**Exercise description**
Give the listing again word for word. Skip the pictures.

**Given information**
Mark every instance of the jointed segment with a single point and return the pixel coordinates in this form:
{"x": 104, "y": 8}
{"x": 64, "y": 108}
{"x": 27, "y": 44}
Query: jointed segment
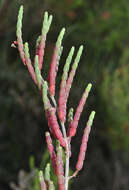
{"x": 56, "y": 114}
{"x": 74, "y": 124}
{"x": 83, "y": 146}
{"x": 54, "y": 63}
{"x": 62, "y": 93}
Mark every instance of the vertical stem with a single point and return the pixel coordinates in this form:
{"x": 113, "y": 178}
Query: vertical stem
{"x": 67, "y": 157}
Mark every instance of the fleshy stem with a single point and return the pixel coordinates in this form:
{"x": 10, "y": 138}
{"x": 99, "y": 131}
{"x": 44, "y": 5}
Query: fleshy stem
{"x": 66, "y": 157}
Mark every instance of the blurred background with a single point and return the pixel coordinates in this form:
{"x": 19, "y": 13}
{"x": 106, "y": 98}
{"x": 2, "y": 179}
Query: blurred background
{"x": 103, "y": 28}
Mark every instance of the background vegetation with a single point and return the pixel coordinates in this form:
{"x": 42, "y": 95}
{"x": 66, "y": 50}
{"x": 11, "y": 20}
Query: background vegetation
{"x": 103, "y": 28}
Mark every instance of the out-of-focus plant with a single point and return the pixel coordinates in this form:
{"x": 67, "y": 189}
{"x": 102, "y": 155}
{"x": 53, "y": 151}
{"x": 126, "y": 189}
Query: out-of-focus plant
{"x": 115, "y": 87}
{"x": 56, "y": 112}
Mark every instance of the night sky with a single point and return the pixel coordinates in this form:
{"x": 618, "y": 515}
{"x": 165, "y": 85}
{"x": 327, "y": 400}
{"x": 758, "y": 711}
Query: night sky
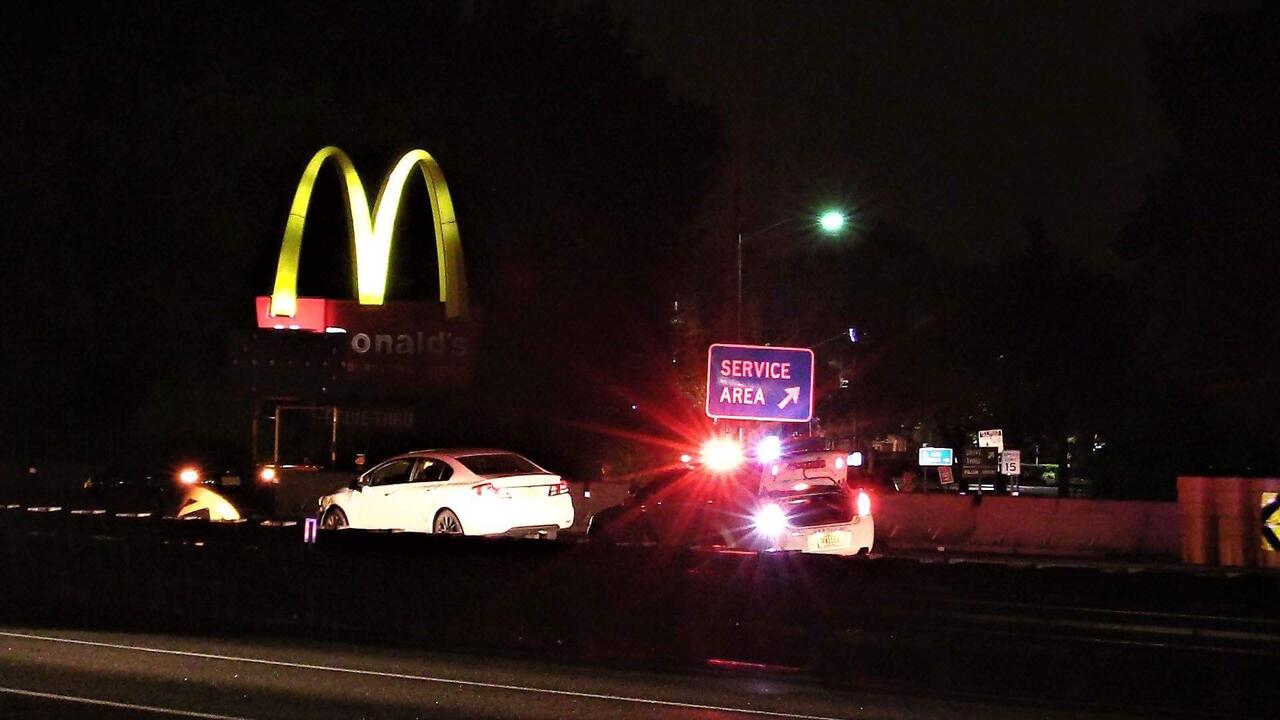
{"x": 959, "y": 119}
{"x": 1041, "y": 194}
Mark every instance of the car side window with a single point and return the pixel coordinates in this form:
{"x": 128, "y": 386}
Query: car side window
{"x": 391, "y": 473}
{"x": 432, "y": 470}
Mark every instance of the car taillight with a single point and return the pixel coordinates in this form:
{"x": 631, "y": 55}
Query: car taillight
{"x": 771, "y": 520}
{"x": 489, "y": 490}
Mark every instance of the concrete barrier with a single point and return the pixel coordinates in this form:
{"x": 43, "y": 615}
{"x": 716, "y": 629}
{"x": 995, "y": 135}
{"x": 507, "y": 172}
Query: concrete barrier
{"x": 1027, "y": 525}
{"x": 885, "y": 623}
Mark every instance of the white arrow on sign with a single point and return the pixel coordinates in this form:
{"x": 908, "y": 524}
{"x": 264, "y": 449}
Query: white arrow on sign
{"x": 792, "y": 396}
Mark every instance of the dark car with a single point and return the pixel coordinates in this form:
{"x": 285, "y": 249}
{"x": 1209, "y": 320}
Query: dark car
{"x": 132, "y": 488}
{"x": 161, "y": 488}
{"x": 680, "y": 506}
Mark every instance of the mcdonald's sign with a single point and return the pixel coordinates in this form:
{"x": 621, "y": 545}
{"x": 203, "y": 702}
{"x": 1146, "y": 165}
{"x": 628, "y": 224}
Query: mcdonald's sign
{"x": 365, "y": 345}
{"x": 371, "y": 231}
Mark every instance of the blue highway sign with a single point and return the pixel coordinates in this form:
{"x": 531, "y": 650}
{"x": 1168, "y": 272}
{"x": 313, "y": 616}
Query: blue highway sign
{"x": 752, "y": 382}
{"x": 936, "y": 456}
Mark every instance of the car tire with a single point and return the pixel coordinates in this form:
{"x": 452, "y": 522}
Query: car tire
{"x": 447, "y": 523}
{"x": 334, "y": 519}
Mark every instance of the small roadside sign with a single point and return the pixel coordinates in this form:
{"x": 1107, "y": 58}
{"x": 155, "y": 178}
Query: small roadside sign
{"x": 992, "y": 438}
{"x": 1011, "y": 463}
{"x": 936, "y": 456}
{"x": 946, "y": 477}
{"x": 979, "y": 461}
{"x": 753, "y": 382}
{"x": 1271, "y": 522}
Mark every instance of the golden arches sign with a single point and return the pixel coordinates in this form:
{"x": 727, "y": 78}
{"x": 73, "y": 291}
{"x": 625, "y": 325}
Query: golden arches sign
{"x": 371, "y": 232}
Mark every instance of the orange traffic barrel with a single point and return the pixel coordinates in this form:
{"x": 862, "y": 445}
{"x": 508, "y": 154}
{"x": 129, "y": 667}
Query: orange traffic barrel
{"x": 1235, "y": 525}
{"x": 1196, "y": 520}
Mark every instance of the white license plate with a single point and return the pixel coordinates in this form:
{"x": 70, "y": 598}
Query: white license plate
{"x": 830, "y": 540}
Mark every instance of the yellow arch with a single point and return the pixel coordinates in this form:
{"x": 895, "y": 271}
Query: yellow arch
{"x": 371, "y": 237}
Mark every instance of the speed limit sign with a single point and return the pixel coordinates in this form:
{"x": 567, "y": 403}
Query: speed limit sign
{"x": 1011, "y": 463}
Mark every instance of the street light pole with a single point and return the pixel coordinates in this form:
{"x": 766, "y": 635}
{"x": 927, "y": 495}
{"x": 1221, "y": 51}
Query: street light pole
{"x": 739, "y": 336}
{"x": 831, "y": 222}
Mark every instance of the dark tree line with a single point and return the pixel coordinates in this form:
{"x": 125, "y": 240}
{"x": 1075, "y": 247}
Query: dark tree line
{"x": 151, "y": 154}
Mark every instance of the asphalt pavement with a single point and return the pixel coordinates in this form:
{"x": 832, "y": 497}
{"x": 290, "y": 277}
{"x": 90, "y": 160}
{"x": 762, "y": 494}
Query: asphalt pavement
{"x": 58, "y": 673}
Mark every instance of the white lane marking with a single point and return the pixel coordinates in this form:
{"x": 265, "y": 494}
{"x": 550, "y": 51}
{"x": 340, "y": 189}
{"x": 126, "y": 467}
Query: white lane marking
{"x": 120, "y": 705}
{"x": 421, "y": 678}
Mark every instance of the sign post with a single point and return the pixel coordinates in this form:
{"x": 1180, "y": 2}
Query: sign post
{"x": 1011, "y": 464}
{"x": 992, "y": 438}
{"x": 946, "y": 477}
{"x": 978, "y": 463}
{"x": 752, "y": 382}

**Response to the exercise**
Mark every instance of the jointed segment with a single point and return the pixel coordinates in this form:
{"x": 104, "y": 8}
{"x": 64, "y": 108}
{"x": 27, "y": 44}
Query: jointed segment
{"x": 56, "y": 114}
{"x": 74, "y": 124}
{"x": 83, "y": 146}
{"x": 54, "y": 63}
{"x": 62, "y": 93}
Mark every instance of the vertical stem with a single point and return the pixel coordinates in this form:
{"x": 113, "y": 178}
Query: vertical stem
{"x": 67, "y": 157}
Mark every instance of the fleshy stem with a single point and return the pixel coordinates in this form:
{"x": 10, "y": 138}
{"x": 99, "y": 131}
{"x": 44, "y": 5}
Query: fleshy stem
{"x": 66, "y": 157}
Mark every instance of the blurred background with a single point and return the pixel coordinates in this form:
{"x": 19, "y": 13}
{"x": 106, "y": 98}
{"x": 2, "y": 179}
Query: blurred background
{"x": 103, "y": 28}
Mark every instance of the background vegetation with a single point and return the pixel coordinates in this form:
{"x": 42, "y": 95}
{"x": 66, "y": 50}
{"x": 11, "y": 20}
Query: background vegetation
{"x": 103, "y": 28}
Mark every instance of the out-of-focus plant with a single point and return the pixel coordinates in this form:
{"x": 67, "y": 189}
{"x": 102, "y": 155}
{"x": 53, "y": 151}
{"x": 126, "y": 189}
Query: out-of-focus plant
{"x": 115, "y": 87}
{"x": 56, "y": 112}
Mark every instance of the night sky with a single point and return the pixel coordinates in this form:
{"x": 618, "y": 515}
{"x": 165, "y": 85}
{"x": 327, "y": 400}
{"x": 758, "y": 711}
Query: night sky
{"x": 959, "y": 119}
{"x": 1041, "y": 194}
Mark every instance of the car side window with a single point and return the pixel coordinates in this form:
{"x": 128, "y": 386}
Query: car side window
{"x": 391, "y": 473}
{"x": 432, "y": 470}
Mark every instance of the car taillight with a single point and return the pixel coordinates in this form:
{"x": 631, "y": 55}
Query: car taillight
{"x": 771, "y": 520}
{"x": 489, "y": 490}
Mark every instance of the concrete barrier with a single point and return the pixel coordinates in this form:
{"x": 43, "y": 615}
{"x": 716, "y": 629}
{"x": 995, "y": 135}
{"x": 507, "y": 172}
Query: concrete barrier
{"x": 1027, "y": 525}
{"x": 885, "y": 623}
Mark every instance of the white arrow on sign with a single point and return the pixel coordinates in this form:
{"x": 908, "y": 524}
{"x": 264, "y": 449}
Query: white arrow on sign
{"x": 792, "y": 396}
Mark every instance of the dark car with a single point and return the pixel coordinates in this form:
{"x": 285, "y": 249}
{"x": 1209, "y": 320}
Query: dark car
{"x": 132, "y": 488}
{"x": 161, "y": 488}
{"x": 680, "y": 506}
Mark every instance of the mcdonald's sign with a single point and return the pixel coordinates in this form:
{"x": 621, "y": 545}
{"x": 203, "y": 702}
{"x": 1146, "y": 165}
{"x": 628, "y": 224}
Query: mcdonald's sign
{"x": 365, "y": 345}
{"x": 371, "y": 231}
Mark every instance of the blue highway sign with a single point and return the pixel coordinates in this form:
{"x": 531, "y": 650}
{"x": 1168, "y": 272}
{"x": 313, "y": 616}
Query: blue highway sign
{"x": 752, "y": 382}
{"x": 936, "y": 456}
Mark every instance of the car tire with a single point and return the pixel coordinates in this form:
{"x": 452, "y": 522}
Query: car tire
{"x": 447, "y": 523}
{"x": 334, "y": 519}
Mark every instance of the small roadside sign with a single point and return the pixel coordinates in this form:
{"x": 1107, "y": 58}
{"x": 155, "y": 178}
Query: small roadside sign
{"x": 992, "y": 438}
{"x": 1011, "y": 463}
{"x": 936, "y": 456}
{"x": 946, "y": 477}
{"x": 979, "y": 461}
{"x": 753, "y": 382}
{"x": 1271, "y": 522}
Mark every instance of the golden arches sign with a single point and return the pixel coordinates in this form:
{"x": 727, "y": 78}
{"x": 73, "y": 291}
{"x": 625, "y": 325}
Query: golden arches sign
{"x": 371, "y": 232}
Mark every instance of the orange traffic barrel with a single point and return the pixel coordinates in this form:
{"x": 862, "y": 445}
{"x": 508, "y": 154}
{"x": 129, "y": 667}
Query: orange traffic barrel
{"x": 1235, "y": 525}
{"x": 1196, "y": 520}
Mark every instance of the white license plate with a single point and return the pixel coordinates in this form:
{"x": 70, "y": 598}
Query: white license plate
{"x": 830, "y": 540}
Mark every instance of the yellow arch with a single point and return the pixel coordinates in this form:
{"x": 895, "y": 271}
Query: yellow arch
{"x": 371, "y": 237}
Mark every instance of the speed limit sign with a single point and return the pixel coordinates in this form:
{"x": 567, "y": 403}
Query: speed limit sign
{"x": 1011, "y": 463}
Mark every instance of the street light pole with a single point and return the pixel coordinates in this form:
{"x": 766, "y": 635}
{"x": 927, "y": 495}
{"x": 1221, "y": 51}
Query: street light pole
{"x": 739, "y": 336}
{"x": 831, "y": 222}
Mark every instance of the dark tree line with a single point and return the pixel coordinates in this form:
{"x": 125, "y": 240}
{"x": 1075, "y": 247}
Query: dark tree line
{"x": 151, "y": 154}
Mark every instance of the asphalt pavement with a single point and return the pixel coordinates in this form:
{"x": 832, "y": 497}
{"x": 290, "y": 277}
{"x": 90, "y": 160}
{"x": 762, "y": 494}
Query: asphalt pavement
{"x": 58, "y": 673}
Mark every instance of the white lane marking with a single point and return the pixel coordinates in this form:
{"x": 265, "y": 494}
{"x": 550, "y": 51}
{"x": 340, "y": 189}
{"x": 126, "y": 467}
Query: white lane marking
{"x": 120, "y": 705}
{"x": 421, "y": 678}
Mark every instance of the sign post with a single point and return the pixel coordinates in this form:
{"x": 1180, "y": 2}
Query: sign post
{"x": 1011, "y": 464}
{"x": 992, "y": 438}
{"x": 946, "y": 477}
{"x": 978, "y": 463}
{"x": 752, "y": 382}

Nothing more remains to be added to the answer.